(Point placement records)

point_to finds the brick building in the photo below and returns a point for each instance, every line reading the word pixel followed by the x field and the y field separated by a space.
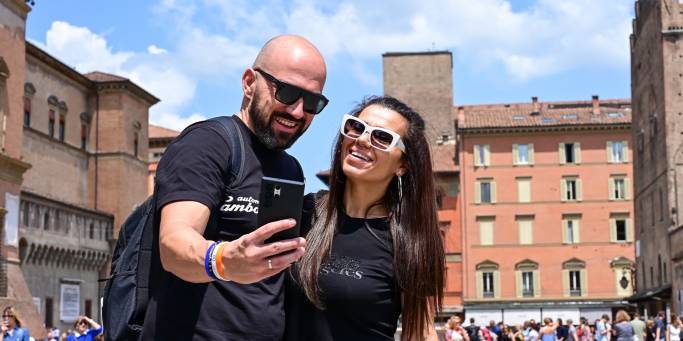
pixel 546 209
pixel 81 142
pixel 657 92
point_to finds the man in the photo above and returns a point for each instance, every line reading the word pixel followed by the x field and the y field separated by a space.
pixel 602 329
pixel 661 326
pixel 473 330
pixel 638 327
pixel 282 92
pixel 561 331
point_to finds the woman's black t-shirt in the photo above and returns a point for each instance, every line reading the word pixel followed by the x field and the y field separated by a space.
pixel 195 168
pixel 359 292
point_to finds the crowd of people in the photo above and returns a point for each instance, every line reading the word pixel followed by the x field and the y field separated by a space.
pixel 84 329
pixel 624 328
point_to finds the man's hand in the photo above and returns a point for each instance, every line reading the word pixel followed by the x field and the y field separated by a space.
pixel 249 260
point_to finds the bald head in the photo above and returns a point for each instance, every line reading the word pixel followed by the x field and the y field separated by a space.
pixel 293 59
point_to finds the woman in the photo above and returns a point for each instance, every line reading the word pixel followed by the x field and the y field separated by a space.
pixel 455 332
pixel 673 331
pixel 548 332
pixel 623 329
pixel 351 284
pixel 11 326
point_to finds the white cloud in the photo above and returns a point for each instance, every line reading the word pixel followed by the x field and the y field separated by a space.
pixel 153 49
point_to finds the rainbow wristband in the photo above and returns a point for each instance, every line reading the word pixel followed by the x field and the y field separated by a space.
pixel 218 268
pixel 207 261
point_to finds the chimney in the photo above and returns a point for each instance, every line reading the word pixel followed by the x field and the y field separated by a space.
pixel 596 105
pixel 535 106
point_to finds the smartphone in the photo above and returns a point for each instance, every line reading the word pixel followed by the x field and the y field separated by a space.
pixel 280 199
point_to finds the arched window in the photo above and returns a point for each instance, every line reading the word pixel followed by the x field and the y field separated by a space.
pixel 574 278
pixel 528 279
pixel 488 280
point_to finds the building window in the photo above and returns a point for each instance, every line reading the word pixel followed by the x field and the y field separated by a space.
pixel 27 112
pixel 619 188
pixel 570 152
pixel 485 230
pixel 570 228
pixel 488 280
pixel 523 154
pixel 527 278
pixel 571 189
pixel 84 136
pixel 482 155
pixel 617 151
pixel 62 127
pixel 51 123
pixel 620 228
pixel 135 145
pixel 525 225
pixel 485 191
pixel 574 278
pixel 524 189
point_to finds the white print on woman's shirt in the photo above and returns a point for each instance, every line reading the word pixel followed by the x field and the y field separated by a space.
pixel 344 266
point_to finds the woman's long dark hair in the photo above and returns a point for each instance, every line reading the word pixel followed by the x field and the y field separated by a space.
pixel 418 247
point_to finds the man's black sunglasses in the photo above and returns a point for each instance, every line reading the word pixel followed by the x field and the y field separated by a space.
pixel 287 94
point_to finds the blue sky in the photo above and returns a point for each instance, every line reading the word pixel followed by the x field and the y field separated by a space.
pixel 191 54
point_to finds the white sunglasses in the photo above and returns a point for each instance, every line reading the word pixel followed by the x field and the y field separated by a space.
pixel 380 138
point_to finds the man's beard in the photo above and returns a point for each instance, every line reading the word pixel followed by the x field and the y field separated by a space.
pixel 263 128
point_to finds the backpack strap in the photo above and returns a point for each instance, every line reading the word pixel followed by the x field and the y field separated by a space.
pixel 236 139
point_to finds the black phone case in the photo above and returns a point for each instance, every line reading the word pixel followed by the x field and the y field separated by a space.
pixel 280 199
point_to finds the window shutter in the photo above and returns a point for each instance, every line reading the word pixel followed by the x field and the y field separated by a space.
pixel 577 152
pixel 515 154
pixel 530 149
pixel 609 152
pixel 579 190
pixel 625 150
pixel 496 284
pixel 563 157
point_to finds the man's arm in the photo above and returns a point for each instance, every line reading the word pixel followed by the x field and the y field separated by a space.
pixel 182 246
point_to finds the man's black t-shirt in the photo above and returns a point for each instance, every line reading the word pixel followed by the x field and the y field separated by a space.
pixel 195 168
pixel 360 295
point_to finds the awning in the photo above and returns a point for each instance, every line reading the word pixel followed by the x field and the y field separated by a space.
pixel 662 292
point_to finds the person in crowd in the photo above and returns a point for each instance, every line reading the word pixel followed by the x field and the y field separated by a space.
pixel 623 330
pixel 638 327
pixel 85 329
pixel 12 329
pixel 549 330
pixel 661 326
pixel 374 250
pixel 215 276
pixel 673 330
pixel 473 330
pixel 455 331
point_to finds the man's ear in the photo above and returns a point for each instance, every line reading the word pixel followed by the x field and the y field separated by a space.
pixel 249 83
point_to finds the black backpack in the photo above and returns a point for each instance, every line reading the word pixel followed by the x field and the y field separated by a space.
pixel 127 292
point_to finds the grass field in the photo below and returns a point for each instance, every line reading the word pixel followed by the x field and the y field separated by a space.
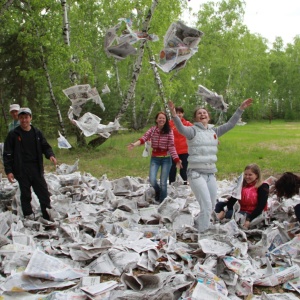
pixel 273 146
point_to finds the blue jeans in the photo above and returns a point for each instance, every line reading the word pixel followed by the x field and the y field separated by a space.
pixel 165 164
pixel 204 187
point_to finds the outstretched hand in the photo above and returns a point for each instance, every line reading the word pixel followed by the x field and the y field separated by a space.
pixel 53 159
pixel 172 108
pixel 246 103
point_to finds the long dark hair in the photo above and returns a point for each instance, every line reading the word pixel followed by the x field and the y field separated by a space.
pixel 166 128
pixel 287 185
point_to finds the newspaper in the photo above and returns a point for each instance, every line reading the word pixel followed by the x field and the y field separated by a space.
pixel 120 46
pixel 80 94
pixel 180 44
pixel 44 266
pixel 62 142
pixel 213 99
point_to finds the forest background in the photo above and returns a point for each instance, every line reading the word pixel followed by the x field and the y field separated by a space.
pixel 47 46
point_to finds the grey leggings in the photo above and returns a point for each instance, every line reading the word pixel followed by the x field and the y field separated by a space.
pixel 204 187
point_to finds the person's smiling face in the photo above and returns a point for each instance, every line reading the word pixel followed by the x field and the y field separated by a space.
pixel 25 121
pixel 202 116
pixel 249 176
pixel 161 120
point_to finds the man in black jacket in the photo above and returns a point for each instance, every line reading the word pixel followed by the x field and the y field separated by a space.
pixel 23 160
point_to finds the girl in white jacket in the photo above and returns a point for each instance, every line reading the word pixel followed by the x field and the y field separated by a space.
pixel 202 140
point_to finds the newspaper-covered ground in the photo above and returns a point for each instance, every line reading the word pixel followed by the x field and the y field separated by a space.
pixel 107 239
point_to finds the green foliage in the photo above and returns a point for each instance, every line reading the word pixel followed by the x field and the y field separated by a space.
pixel 273 146
pixel 230 60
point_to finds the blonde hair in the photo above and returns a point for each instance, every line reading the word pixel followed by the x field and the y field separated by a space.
pixel 256 170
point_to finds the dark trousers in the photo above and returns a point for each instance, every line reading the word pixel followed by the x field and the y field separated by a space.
pixel 297 211
pixel 182 172
pixel 31 177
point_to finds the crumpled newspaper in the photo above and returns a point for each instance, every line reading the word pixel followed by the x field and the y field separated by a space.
pixel 180 44
pixel 113 227
pixel 120 46
pixel 213 99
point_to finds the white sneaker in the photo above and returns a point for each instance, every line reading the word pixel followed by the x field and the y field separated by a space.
pixel 30 217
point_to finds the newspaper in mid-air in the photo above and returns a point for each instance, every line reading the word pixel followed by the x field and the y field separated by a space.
pixel 120 46
pixel 180 44
pixel 80 94
pixel 213 99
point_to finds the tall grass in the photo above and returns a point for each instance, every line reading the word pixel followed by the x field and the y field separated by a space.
pixel 273 146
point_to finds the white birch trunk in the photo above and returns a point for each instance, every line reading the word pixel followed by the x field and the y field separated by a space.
pixel 158 82
pixel 53 99
pixel 66 30
pixel 6 6
pixel 138 64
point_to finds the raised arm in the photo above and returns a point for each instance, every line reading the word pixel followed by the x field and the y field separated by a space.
pixel 234 119
pixel 187 131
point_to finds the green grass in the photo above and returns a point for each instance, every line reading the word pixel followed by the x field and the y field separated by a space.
pixel 274 147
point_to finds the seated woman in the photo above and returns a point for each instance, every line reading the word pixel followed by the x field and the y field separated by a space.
pixel 253 200
pixel 287 186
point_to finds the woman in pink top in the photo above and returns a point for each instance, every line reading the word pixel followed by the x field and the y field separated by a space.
pixel 254 197
pixel 163 151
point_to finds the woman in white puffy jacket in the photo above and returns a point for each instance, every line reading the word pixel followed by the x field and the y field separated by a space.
pixel 202 140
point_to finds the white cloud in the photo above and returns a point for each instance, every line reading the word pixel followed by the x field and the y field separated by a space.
pixel 269 18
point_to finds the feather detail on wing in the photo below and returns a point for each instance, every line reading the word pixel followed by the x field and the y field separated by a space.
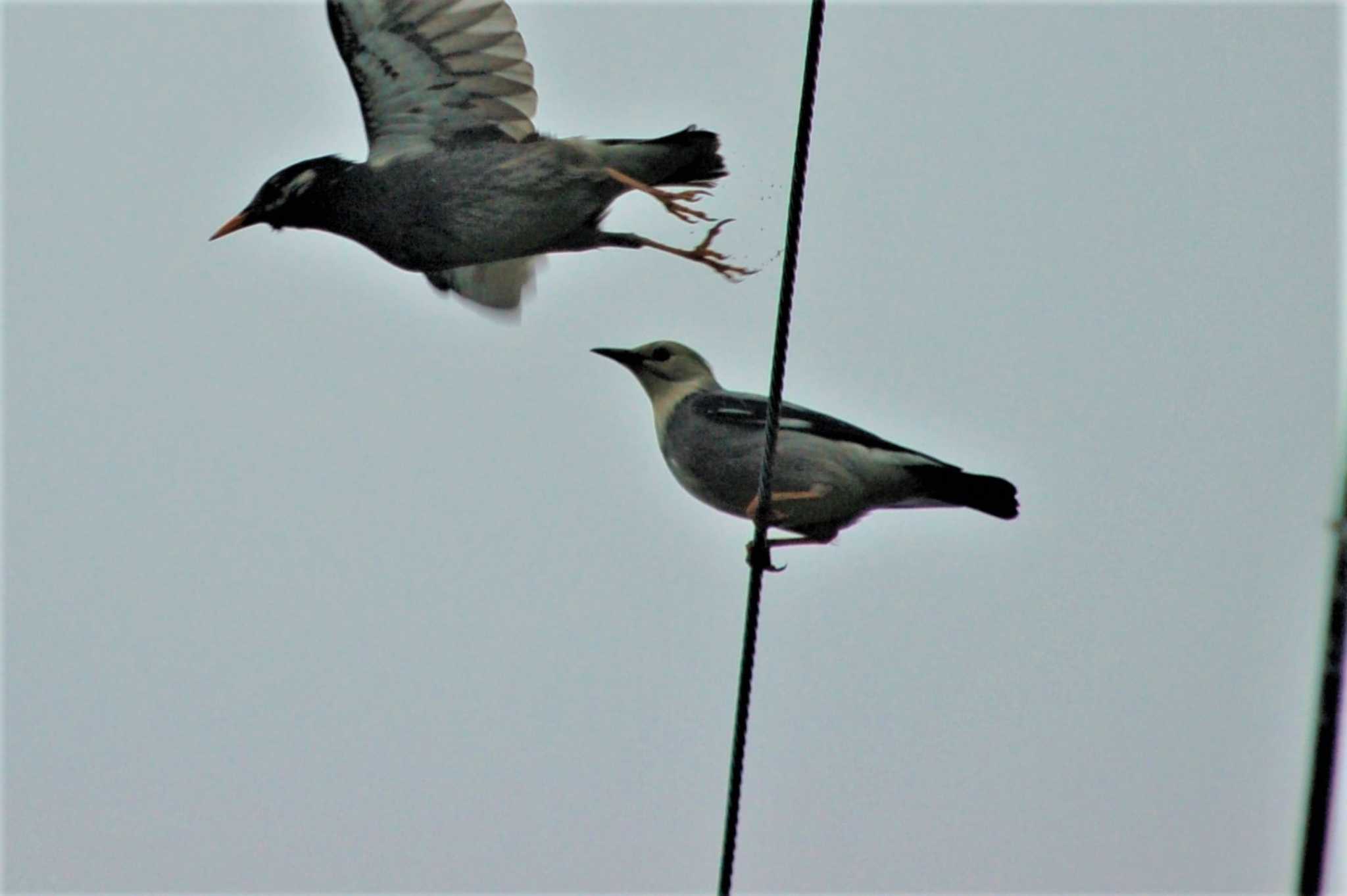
pixel 434 72
pixel 743 410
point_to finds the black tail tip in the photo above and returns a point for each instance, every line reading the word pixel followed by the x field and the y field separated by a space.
pixel 992 496
pixel 702 163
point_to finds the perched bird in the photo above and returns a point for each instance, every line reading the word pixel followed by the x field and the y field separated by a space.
pixel 458 185
pixel 827 474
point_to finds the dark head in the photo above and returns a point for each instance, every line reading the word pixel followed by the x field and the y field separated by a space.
pixel 293 197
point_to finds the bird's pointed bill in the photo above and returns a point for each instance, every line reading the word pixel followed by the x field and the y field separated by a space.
pixel 237 222
pixel 629 360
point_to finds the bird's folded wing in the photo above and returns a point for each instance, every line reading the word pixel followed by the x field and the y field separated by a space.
pixel 743 410
pixel 433 72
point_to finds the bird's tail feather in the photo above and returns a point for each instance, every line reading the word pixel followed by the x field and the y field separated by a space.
pixel 989 494
pixel 941 486
pixel 687 156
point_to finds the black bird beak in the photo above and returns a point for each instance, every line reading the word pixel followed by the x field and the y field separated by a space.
pixel 629 360
pixel 237 222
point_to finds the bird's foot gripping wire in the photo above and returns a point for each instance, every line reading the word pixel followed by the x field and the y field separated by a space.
pixel 702 253
pixel 672 202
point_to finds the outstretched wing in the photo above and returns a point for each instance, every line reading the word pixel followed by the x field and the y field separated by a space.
pixel 434 72
pixel 743 410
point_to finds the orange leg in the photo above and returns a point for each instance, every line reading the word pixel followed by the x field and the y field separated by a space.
pixel 671 200
pixel 704 254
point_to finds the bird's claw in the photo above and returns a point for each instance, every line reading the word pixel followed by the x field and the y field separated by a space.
pixel 672 204
pixel 717 262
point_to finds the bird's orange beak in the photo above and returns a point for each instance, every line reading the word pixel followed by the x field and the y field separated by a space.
pixel 237 222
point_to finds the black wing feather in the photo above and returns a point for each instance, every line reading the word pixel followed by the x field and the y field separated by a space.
pixel 748 411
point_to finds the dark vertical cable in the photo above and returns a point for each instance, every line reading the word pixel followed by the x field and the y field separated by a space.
pixel 1330 697
pixel 760 555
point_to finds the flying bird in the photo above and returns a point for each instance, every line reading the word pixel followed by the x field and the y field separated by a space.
pixel 827 474
pixel 458 185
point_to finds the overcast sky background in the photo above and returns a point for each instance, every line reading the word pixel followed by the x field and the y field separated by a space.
pixel 318 582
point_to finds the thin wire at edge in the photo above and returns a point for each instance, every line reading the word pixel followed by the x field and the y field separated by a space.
pixel 760 555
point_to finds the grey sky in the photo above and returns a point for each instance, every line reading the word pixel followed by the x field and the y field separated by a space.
pixel 318 582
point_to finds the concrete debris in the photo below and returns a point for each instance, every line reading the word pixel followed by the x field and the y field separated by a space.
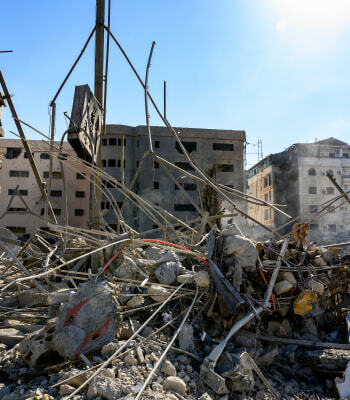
pixel 214 318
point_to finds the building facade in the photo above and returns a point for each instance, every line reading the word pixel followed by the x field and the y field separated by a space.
pixel 297 178
pixel 17 177
pixel 124 146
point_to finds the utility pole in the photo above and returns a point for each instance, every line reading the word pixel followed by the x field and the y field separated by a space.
pixel 98 92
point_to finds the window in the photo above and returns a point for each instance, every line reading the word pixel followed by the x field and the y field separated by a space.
pixel 187 186
pixel 332 228
pixel 22 192
pixel 80 194
pixel 55 174
pixel 56 193
pixel 19 210
pixel 223 146
pixel 189 146
pixel 185 166
pixel 184 207
pixel 19 174
pixel 267 214
pixel 313 209
pixel 267 180
pixel 56 211
pixel 17 229
pixel 312 190
pixel 80 175
pixel 224 168
pixel 78 212
pixel 13 152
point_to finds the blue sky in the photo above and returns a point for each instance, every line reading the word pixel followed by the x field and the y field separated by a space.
pixel 279 69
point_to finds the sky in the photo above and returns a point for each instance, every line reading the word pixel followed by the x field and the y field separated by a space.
pixel 277 69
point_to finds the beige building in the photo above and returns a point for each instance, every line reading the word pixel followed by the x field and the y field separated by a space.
pixel 297 178
pixel 17 177
pixel 221 150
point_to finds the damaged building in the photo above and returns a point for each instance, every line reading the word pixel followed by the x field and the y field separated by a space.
pixel 297 180
pixel 124 147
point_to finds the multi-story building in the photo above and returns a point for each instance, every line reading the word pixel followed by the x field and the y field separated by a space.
pixel 297 178
pixel 124 146
pixel 16 176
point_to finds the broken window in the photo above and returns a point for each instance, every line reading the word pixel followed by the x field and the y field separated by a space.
pixel 22 192
pixel 56 211
pixel 17 229
pixel 223 146
pixel 19 174
pixel 332 228
pixel 56 193
pixel 189 146
pixel 267 181
pixel 78 212
pixel 184 165
pixel 312 190
pixel 13 152
pixel 20 210
pixel 224 168
pixel 55 174
pixel 184 207
pixel 187 186
pixel 80 175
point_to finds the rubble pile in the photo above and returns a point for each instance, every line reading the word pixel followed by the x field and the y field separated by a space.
pixel 225 318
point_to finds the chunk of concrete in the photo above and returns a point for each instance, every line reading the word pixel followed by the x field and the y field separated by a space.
pixel 10 336
pixel 173 383
pixel 158 293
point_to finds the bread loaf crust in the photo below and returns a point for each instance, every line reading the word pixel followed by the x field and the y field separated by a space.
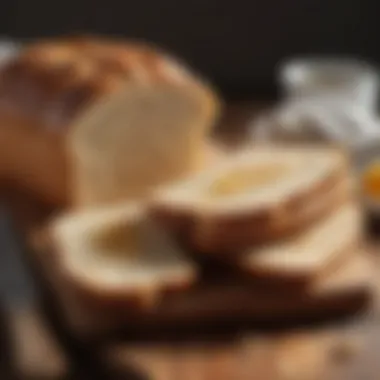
pixel 48 85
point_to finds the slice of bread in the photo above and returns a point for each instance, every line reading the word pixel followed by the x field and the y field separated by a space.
pixel 141 137
pixel 226 302
pixel 301 259
pixel 281 190
pixel 118 255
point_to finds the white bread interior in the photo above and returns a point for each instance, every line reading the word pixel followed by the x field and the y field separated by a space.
pixel 218 236
pixel 257 179
pixel 141 137
pixel 310 253
pixel 119 253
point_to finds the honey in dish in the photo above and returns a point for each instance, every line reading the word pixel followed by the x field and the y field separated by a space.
pixel 371 180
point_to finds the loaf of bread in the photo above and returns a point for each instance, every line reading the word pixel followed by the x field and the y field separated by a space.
pixel 117 255
pixel 139 138
pixel 49 84
pixel 255 197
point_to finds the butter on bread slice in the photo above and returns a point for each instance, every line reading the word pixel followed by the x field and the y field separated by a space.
pixel 322 246
pixel 140 137
pixel 256 196
pixel 117 254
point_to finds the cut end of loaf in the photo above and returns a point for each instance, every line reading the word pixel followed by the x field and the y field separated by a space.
pixel 137 139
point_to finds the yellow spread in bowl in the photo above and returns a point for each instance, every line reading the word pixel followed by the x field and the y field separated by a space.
pixel 371 180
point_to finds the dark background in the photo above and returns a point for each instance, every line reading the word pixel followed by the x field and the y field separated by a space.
pixel 237 43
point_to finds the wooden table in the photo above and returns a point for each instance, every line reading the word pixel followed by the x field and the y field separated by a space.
pixel 341 350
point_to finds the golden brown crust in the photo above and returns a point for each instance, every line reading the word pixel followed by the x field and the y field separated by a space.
pixel 48 85
pixel 53 80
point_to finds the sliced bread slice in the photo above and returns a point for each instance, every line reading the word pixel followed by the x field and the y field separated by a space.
pixel 118 255
pixel 141 137
pixel 255 196
pixel 303 258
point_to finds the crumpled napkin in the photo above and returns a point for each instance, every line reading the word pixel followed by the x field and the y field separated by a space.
pixel 318 119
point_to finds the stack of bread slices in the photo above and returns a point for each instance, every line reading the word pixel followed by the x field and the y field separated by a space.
pixel 280 228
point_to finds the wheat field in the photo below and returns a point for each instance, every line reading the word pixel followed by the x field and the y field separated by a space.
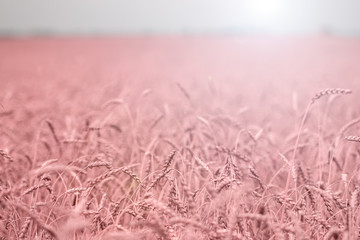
pixel 179 138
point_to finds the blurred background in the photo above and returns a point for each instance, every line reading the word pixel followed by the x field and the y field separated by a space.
pixel 139 17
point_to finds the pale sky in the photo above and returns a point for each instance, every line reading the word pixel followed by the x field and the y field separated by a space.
pixel 179 16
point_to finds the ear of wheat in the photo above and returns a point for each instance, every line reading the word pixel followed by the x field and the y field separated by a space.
pixel 330 91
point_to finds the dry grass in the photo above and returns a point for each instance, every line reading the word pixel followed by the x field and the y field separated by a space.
pixel 178 163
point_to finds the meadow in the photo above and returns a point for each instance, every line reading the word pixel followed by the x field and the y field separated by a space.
pixel 179 138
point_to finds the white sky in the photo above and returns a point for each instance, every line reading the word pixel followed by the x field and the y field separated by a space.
pixel 179 16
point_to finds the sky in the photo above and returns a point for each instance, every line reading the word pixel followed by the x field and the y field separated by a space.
pixel 339 17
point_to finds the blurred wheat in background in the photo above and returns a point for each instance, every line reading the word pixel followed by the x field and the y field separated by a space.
pixel 230 131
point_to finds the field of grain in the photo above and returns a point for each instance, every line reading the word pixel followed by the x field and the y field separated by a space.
pixel 179 138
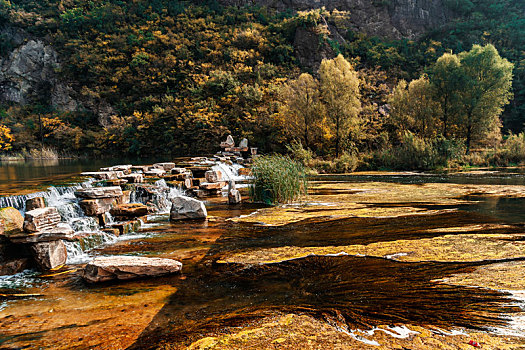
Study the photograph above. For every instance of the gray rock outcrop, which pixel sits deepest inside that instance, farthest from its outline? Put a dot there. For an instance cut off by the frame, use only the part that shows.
(186, 208)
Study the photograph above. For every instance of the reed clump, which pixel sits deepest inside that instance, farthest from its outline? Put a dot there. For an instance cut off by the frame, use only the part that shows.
(277, 179)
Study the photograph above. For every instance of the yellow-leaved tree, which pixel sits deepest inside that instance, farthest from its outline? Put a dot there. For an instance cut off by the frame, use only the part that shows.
(6, 138)
(340, 95)
(302, 109)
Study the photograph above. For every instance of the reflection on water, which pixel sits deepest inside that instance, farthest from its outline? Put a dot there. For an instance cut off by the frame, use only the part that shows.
(362, 292)
(365, 291)
(31, 176)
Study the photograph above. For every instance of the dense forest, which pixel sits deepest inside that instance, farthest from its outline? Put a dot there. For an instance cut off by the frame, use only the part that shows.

PROBLEM DESCRIPTION: Working from the line that contains "point_to finds the blurred wheat" to the last line of the listing, please quote each line exactly, pictures excluded.

COMPLETE OUTPUT:
point_to finds the blurred wheat in background in the photo above and returns a point for each instance, every line reading the word pixel followed by the x field and the y field separated by a space.
pixel 230 131
point_to finds the field of grain in the photo above and returns a point for each instance, every line reading the word pixel followed by the x field and the y field separated by a space.
pixel 179 138
Study the photograph above. For every instance of the gray rock outcrop, which pixel sits deepest inside that instance, farthest from its outline? Put a dot there. For an instance cut off by the frame, use only the part that shows.
(186, 208)
Study the photograph above. For every instance of the reed clump, which pixel sits deepest inside that instance, farthest from its outline? Put a dot there. For an instance cut off by the frame, use only the part that shows.
(277, 179)
Study the photograph above. For every instance of the yellow-leaved tree, which pixel sits deepest inside that instance, farthest from its outline? Put a dot there. For an instance cut off by the frame, use only the part that shows.
(6, 138)
(340, 95)
(302, 109)
Study the photograph above. For every instance of the reflection on water, which pixel sits deepest inside that instance, farthest from its outline? Put a dot there. For an instance cut off by the frame, use only the part that shows.
(362, 292)
(365, 291)
(31, 176)
Study the photograph above. For every instance of the dense forest, which pixel sits deepest inside that instance, farthest from its outline? Put a dot there. For an instance cut off by the frame, use only the part that shows.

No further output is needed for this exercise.